* Tarefas do exercício
1. Edite a parte do trecho sobre o clima antártico que vai de "Rodrigo: O clima" até "áreas mais distantes.", inclusive, trocando "rádio de comunicação" por "telefone via satélite".
2. Pode reescrever em forma de lista o parágrafo do trecho sobre o clima antártico que começa com "Rodrigo: O clima é bem singular", mantendo os fatos principais?

* Trecho da página
──────────
O Extra.net: Como foi conviver em situações tão adversas, especialmente o clima e o isolamento?

Rodrigo: O clima é bem singular na região antártica e isso gera diversas peculiaridades como alterações abruptas do estado climático, baixíssimas temperaturas e fortes rajadas de vento são comuns na Ilha do Rei George. Portanto não se pode sair para a área externa sem tomar algumas precauções: deixar um registro de horário de saída e de previsão de retorno, levar um rádio de comunicação, agasalhar-se corretamente (frequentemente três camadas de roupas), proteger bem as extremidades como orelhas, nariz, mãos e pés (essas são as áreas de maior risco de congelamento), usar protetor solar e óculos de Sol (a radiação solar na região antártica é maior) e carregar uma mochila com suprimentos básicos em caso de ir para áreas mais distantes.
──────────
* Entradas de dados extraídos
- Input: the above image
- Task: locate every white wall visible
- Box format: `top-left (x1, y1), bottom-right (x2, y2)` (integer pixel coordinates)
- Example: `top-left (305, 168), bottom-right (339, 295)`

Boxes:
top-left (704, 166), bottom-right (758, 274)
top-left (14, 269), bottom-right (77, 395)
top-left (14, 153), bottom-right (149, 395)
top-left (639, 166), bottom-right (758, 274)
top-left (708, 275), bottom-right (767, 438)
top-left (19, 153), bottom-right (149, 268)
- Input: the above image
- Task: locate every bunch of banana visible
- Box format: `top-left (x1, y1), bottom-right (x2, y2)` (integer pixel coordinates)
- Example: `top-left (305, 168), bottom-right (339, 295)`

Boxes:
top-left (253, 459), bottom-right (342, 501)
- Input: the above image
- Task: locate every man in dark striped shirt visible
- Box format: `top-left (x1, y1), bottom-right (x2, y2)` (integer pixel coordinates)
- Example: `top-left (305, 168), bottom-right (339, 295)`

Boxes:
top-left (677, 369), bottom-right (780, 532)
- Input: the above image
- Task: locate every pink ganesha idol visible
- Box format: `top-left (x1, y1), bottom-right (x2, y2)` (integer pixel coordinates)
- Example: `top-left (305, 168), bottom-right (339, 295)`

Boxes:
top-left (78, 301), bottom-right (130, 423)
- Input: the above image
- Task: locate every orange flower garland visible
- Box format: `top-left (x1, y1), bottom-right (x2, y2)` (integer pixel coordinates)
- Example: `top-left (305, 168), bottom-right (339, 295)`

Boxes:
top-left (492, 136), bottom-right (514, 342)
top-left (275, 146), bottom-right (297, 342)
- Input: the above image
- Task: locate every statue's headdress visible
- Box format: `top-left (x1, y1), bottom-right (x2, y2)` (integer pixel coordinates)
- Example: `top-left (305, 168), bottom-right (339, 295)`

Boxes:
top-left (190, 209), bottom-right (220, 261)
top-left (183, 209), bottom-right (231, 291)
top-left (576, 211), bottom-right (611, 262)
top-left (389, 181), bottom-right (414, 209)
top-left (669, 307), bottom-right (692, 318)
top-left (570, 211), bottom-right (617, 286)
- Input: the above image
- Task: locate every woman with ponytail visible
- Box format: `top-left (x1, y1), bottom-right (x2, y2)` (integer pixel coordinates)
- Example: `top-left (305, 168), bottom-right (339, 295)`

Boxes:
──────────
* Respostas por item
1.
Rodrigo: O clima é bem singular na região antártica e isso gera diversas peculiaridades como alterações abruptas do estado climático, baixíssimas temperaturas e fortes rajadas de vento são comuns na Ilha do Rei George. Portanto não se pode sair para a área externa sem tomar algumas precauções: deixar um registro de horário de saída e de previsão de retorno, levar um telefone via satélite, agasalhar-se corretamente (frequentemente três camadas de roupas), proteger bem as extremidades como orelhas, nariz, mãos e pés (essas são as áreas de maior risco de congelamento), usar protetor solar e óculos de Sol (a radiação solar na região antártica é maior) e carregar uma mochila com suprimentos básicos em caso de ir para áreas mais distantes.

2.
Clima na Ilha do Rei George: mudanças bruscas de tempo, temperaturas baixíssimas e fortes rajadas de vento.
Precauções antes de sair para a área externa:
- registrar o horário de saída e a previsão de retorno
- levar um rádio de comunicação
- agasalhar-se corretamente, muitas vezes com três camadas de roupa
- proteger orelhas, nariz, mãos e pés, as áreas de maior risco de congelamento
- usar protetor solar e óculos de sol, pois a radiação solar na região é maior
- carregar uma mochila com suprimentos básicos ao ir para áreas mais distantes